**Testo del documento:**
--

Un altro livello riguarda la fase precedente all’ingresso
in azienda. Cosa fare?





I primi atti da compiere sono la misurazione della
temperatura corporea nonché l’informazione preventiva del personale e la preclusione
dell’accesso a chi, negli ultimi 14 giorni, abbia avuto contatti con soggetti
risultati positivi al COVID-19 o provenga da zone a rischio secondo le
indicazioni dell’Organizzazione mondiale della sanità.





Nel caso in cui la temperatura corporea rilevata
sia superiore a 37,5°, la persona non potrà accedere in azienda e dovrà, con il
supporto dell’azienda stessa, avvertire il medico di famiglia e le autorità sanitarie,
per individuare le successive azioni da adottare. In tale fase è importante
soffermarsi sulla modalità con le quali viene gestito il trattamento dei dati
personali del personale prima dell’accesso nella sede di lavoro.





Per
quanto concerne l’informazione da rendere all’azienda circa eventuali contatti
avuti con soggetti risultati positivi al COVID-19 o di provenienza da zone a
rischio negli ultimi 14 gg, quest’ultima può essere fornita mediante la
compilazione di un’apposita dichiarazione che attesti la non provenienza
dalle zone a rischio epidemiologico e l’assenza di contatti, negli ultimi 14 giorni,
con soggetti risultati positivi al COVID-19.

--

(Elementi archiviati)
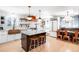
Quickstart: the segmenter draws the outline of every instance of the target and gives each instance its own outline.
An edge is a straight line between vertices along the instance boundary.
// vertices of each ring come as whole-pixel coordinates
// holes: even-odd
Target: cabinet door
[[[24,34],[22,34],[21,36],[21,44],[22,44],[22,48],[27,50],[27,36]]]
[[[0,35],[0,43],[7,42],[7,35]]]

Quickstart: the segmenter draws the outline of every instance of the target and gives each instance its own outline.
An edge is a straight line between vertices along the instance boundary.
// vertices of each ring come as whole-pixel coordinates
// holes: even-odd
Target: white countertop
[[[35,35],[35,34],[39,34],[39,33],[44,33],[44,30],[40,30],[40,31],[23,31],[22,33],[26,34],[26,35]]]

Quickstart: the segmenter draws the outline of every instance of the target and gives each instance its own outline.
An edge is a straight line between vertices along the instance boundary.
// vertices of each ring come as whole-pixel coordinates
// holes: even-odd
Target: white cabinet
[[[0,32],[0,43],[4,43],[7,41],[7,33],[6,32]]]
[[[21,39],[21,33],[8,35],[8,31],[0,31],[0,44],[17,39]]]
[[[21,39],[21,34],[8,35],[8,41],[17,40],[17,39]]]

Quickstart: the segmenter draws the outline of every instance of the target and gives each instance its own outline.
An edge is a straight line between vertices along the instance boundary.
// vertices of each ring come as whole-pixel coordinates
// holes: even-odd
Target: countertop
[[[45,33],[44,30],[40,30],[40,31],[22,31],[21,33],[26,34],[26,35],[35,35],[35,34],[40,34],[40,33]]]

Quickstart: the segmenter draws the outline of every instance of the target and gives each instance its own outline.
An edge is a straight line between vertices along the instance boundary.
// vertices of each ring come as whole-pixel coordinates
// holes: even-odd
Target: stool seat
[[[38,37],[33,37],[33,38],[30,38],[31,42],[30,42],[30,47],[29,47],[29,50],[32,50],[33,48],[36,48],[38,46]]]

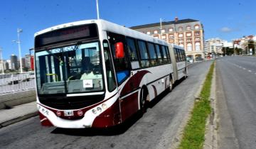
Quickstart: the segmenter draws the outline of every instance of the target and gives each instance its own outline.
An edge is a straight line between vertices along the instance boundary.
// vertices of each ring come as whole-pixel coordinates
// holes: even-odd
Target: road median
[[[211,113],[210,90],[215,64],[211,65],[199,96],[195,99],[191,118],[183,131],[180,149],[203,148],[206,120]]]

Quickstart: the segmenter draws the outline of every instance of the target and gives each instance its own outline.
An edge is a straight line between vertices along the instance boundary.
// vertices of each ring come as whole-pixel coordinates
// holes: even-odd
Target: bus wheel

--

**Elenco attività:**
1 - Nel testo sull'accesso in azienda durante il COVID-19, quale temperatura corporea impedisce alla persona di entrare?
2 - Riprendi il testo sull'accesso in azienda durante il COVID-19 e proseguilo dopo la sua ultima frase.

**Risposte:**
1 - Una temperatura superiore a 37,5°.

2 -
Sia la rilevazione reale della temperatura che la raccolta
della dichiarazione costituiscono trattamento di dati personali particolari.





La nota al Protocollo indica i passaggi da
rispettare in conformità alla normativa privacy. In particolare, il Protocollo raccomanda di:





(i) rilevare la temperatura e non registrare il
dato acquisto. È possibile, invece, identificare l’interessato e registrare il
superamento della soglia di temperatura (37,5°) solo qualora sia necessario a
documentare le ragioni che hanno impedito l’accesso ai locali aziendali;  





(ii) fornire l’informativa sul trattamento dei dati
personali. È prevista la possibilità di omettere le informazioni di cui
l’interessato è già in possesso nonché della possibilità di fornirla oralmente.
In base alla finalità del trattamento potrà essere indicata la prevenzione dal
contagio da COVID-19, con riferimento alla base giuridica può essere indicata
l’implementazione dei protocolli di sicurezza anti-contagio ai sensi dell’art.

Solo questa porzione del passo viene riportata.